| EXCERPTED DATA |
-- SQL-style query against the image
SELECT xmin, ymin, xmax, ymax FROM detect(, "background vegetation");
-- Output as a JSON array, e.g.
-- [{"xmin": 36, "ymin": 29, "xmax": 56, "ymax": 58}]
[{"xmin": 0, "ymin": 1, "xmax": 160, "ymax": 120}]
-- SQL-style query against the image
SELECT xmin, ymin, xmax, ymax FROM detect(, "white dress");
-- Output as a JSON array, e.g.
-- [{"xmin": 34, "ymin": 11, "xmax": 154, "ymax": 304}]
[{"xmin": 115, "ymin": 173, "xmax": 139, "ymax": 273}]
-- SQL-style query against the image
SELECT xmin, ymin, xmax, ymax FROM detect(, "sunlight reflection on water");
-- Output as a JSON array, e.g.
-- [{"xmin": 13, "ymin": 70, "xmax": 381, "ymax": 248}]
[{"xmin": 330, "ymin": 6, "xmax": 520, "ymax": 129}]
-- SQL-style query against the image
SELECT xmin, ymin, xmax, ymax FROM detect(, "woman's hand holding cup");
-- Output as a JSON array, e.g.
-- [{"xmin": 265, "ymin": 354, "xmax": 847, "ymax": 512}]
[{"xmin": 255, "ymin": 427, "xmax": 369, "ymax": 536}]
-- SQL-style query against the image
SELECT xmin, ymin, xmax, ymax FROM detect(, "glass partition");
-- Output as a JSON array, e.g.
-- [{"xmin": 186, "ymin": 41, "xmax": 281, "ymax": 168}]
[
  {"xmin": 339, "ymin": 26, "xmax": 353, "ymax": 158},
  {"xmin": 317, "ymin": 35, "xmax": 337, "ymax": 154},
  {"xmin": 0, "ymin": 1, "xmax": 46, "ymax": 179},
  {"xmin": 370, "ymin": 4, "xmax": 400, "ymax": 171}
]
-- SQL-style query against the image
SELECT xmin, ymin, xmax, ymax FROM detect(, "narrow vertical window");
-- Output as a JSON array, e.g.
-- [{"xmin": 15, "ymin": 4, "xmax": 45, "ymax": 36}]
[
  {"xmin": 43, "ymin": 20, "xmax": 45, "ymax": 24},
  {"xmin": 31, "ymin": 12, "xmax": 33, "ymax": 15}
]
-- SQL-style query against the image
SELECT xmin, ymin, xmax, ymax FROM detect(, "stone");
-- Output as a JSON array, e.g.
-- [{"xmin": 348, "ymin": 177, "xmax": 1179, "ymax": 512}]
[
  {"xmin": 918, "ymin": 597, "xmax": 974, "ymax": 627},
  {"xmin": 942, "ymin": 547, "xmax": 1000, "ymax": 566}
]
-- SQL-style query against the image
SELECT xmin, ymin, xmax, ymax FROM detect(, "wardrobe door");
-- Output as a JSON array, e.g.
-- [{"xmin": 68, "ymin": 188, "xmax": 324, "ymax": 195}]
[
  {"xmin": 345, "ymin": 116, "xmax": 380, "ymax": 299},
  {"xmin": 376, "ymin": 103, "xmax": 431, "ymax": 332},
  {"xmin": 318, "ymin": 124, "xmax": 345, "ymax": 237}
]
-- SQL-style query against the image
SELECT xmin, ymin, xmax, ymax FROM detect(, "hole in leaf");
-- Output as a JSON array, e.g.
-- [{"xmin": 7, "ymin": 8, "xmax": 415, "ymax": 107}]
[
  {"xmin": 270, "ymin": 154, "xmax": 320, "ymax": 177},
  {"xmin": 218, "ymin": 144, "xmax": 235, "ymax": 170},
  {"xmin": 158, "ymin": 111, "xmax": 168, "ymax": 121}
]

| TASK DESCRIPTION |
From the items above, extract every line that contains the string "SELECT", copying each one in its original order.

| WRITTEN REPLY |
SELECT xmin, ymin, xmax, ymax FROM detect(, "background vegetation");
SELECT xmin, ymin, xmax, ymax FROM detect(, "white dress");
SELECT xmin, ymin, xmax, ymax FROM detect(, "sunlight reflection on water");
SELECT xmin, ymin, xmax, ymax FROM detect(, "woman's hand holding cup");
SELECT xmin, ymin, xmax, ymax FROM detect(, "glass partition");
SELECT xmin, ymin, xmax, ymax FROM detect(, "narrow vertical window");
SELECT xmin, ymin, xmax, ymax FROM detect(, "stone");
SELECT xmin, ymin, xmax, ymax FROM detect(, "wardrobe door");
SELECT xmin, ymin, xmax, ymax FROM detect(, "hole in leaf");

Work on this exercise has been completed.